Data extracted from a collection

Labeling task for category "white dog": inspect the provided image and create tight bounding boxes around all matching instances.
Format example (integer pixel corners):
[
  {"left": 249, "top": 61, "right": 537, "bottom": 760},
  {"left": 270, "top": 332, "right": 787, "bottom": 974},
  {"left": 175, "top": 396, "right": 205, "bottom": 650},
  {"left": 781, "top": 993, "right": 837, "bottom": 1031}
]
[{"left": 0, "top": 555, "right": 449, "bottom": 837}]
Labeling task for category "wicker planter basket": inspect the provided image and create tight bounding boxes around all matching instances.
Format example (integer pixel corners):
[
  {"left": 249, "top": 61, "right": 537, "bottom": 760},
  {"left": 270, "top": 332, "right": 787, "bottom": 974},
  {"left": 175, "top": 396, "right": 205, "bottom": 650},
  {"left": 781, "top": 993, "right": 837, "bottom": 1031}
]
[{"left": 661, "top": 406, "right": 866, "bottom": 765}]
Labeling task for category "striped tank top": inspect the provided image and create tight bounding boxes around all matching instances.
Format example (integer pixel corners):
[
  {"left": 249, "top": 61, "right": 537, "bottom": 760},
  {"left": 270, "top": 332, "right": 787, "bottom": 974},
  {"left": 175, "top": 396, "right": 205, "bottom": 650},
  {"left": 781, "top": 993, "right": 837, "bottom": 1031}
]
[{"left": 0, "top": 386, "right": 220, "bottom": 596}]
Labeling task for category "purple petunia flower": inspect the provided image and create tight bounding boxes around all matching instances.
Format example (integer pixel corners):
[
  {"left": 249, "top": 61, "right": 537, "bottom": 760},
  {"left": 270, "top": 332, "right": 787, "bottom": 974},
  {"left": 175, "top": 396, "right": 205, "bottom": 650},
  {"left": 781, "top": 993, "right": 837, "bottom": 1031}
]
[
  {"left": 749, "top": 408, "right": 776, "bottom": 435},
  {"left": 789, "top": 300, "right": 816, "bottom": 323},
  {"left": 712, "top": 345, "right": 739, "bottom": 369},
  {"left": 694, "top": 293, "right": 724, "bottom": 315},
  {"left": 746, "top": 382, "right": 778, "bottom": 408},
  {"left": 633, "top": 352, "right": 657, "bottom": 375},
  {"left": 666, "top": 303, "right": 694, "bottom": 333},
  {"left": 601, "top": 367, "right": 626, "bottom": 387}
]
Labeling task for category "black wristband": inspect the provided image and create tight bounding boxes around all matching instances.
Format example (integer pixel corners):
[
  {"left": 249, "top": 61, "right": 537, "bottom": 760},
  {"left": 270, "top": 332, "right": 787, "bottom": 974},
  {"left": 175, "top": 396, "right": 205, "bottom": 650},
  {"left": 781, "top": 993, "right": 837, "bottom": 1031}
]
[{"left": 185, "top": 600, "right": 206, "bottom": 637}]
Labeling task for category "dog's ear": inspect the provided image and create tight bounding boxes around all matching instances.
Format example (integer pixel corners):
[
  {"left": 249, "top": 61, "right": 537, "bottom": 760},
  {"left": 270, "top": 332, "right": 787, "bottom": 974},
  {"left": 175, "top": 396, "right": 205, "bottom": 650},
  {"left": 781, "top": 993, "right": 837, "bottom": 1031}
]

Stated task —
Extract every entry above as it appears.

Written reply —
Labeling task for category "white dog": inspect the provided image and create tight bounding boxes around all matching instances.
Format example (integer pixel corners):
[
  {"left": 249, "top": 61, "right": 537, "bottom": 760},
  {"left": 270, "top": 332, "right": 787, "bottom": 974},
  {"left": 175, "top": 396, "right": 205, "bottom": 650},
  {"left": 781, "top": 993, "right": 837, "bottom": 1031}
]
[{"left": 0, "top": 555, "right": 449, "bottom": 837}]
Labeling task for category "wicker planter basket": inspect the provided image and create tight bounding boxes around all matching instances.
Format example (integer pixel corners):
[
  {"left": 249, "top": 61, "right": 537, "bottom": 760},
  {"left": 270, "top": 332, "right": 787, "bottom": 974},
  {"left": 175, "top": 396, "right": 205, "bottom": 650},
  {"left": 781, "top": 993, "right": 837, "bottom": 1031}
]
[{"left": 661, "top": 406, "right": 866, "bottom": 765}]
Labeling task for category "striped tank top": inspect the provided image and create tight bounding boxes around all matching instances.
Format example (integer pixel corners):
[
  {"left": 249, "top": 61, "right": 537, "bottom": 760},
  {"left": 270, "top": 332, "right": 787, "bottom": 974},
  {"left": 175, "top": 396, "right": 205, "bottom": 650},
  {"left": 781, "top": 993, "right": 837, "bottom": 1031}
]
[{"left": 0, "top": 386, "right": 220, "bottom": 596}]
Labeling task for category "purple petunia flower": inspect the provided image and create tight bounding boxes around all matching instances.
Format example (integer pixel corners):
[
  {"left": 249, "top": 61, "right": 537, "bottom": 760},
  {"left": 270, "top": 332, "right": 787, "bottom": 974},
  {"left": 175, "top": 396, "right": 205, "bottom": 650},
  {"left": 781, "top": 993, "right": 837, "bottom": 1031}
]
[
  {"left": 749, "top": 408, "right": 776, "bottom": 435},
  {"left": 789, "top": 300, "right": 816, "bottom": 323},
  {"left": 712, "top": 345, "right": 739, "bottom": 369},
  {"left": 694, "top": 293, "right": 724, "bottom": 315},
  {"left": 746, "top": 382, "right": 778, "bottom": 408},
  {"left": 633, "top": 352, "right": 657, "bottom": 375},
  {"left": 666, "top": 303, "right": 694, "bottom": 333},
  {"left": 601, "top": 367, "right": 626, "bottom": 387}
]
Labeling task for category "black wristband": inspect the provided image and create tight bounding boxes around all matching instances.
Format example (integer pixel corners):
[
  {"left": 249, "top": 61, "right": 537, "bottom": 760},
  {"left": 270, "top": 332, "right": 787, "bottom": 974},
  {"left": 175, "top": 396, "right": 205, "bottom": 650},
  {"left": 781, "top": 993, "right": 837, "bottom": 1031}
]
[{"left": 185, "top": 600, "right": 206, "bottom": 637}]
Labeling task for category "dog's ear": inspect the provided image and create tight bounding boxes around all matching instances.
Format example (integer pixel corners):
[
  {"left": 249, "top": 61, "right": 537, "bottom": 760},
  {"left": 270, "top": 332, "right": 787, "bottom": 974},
  {"left": 175, "top": 396, "right": 205, "bottom": 650},
  {"left": 781, "top": 993, "right": 837, "bottom": 1031}
]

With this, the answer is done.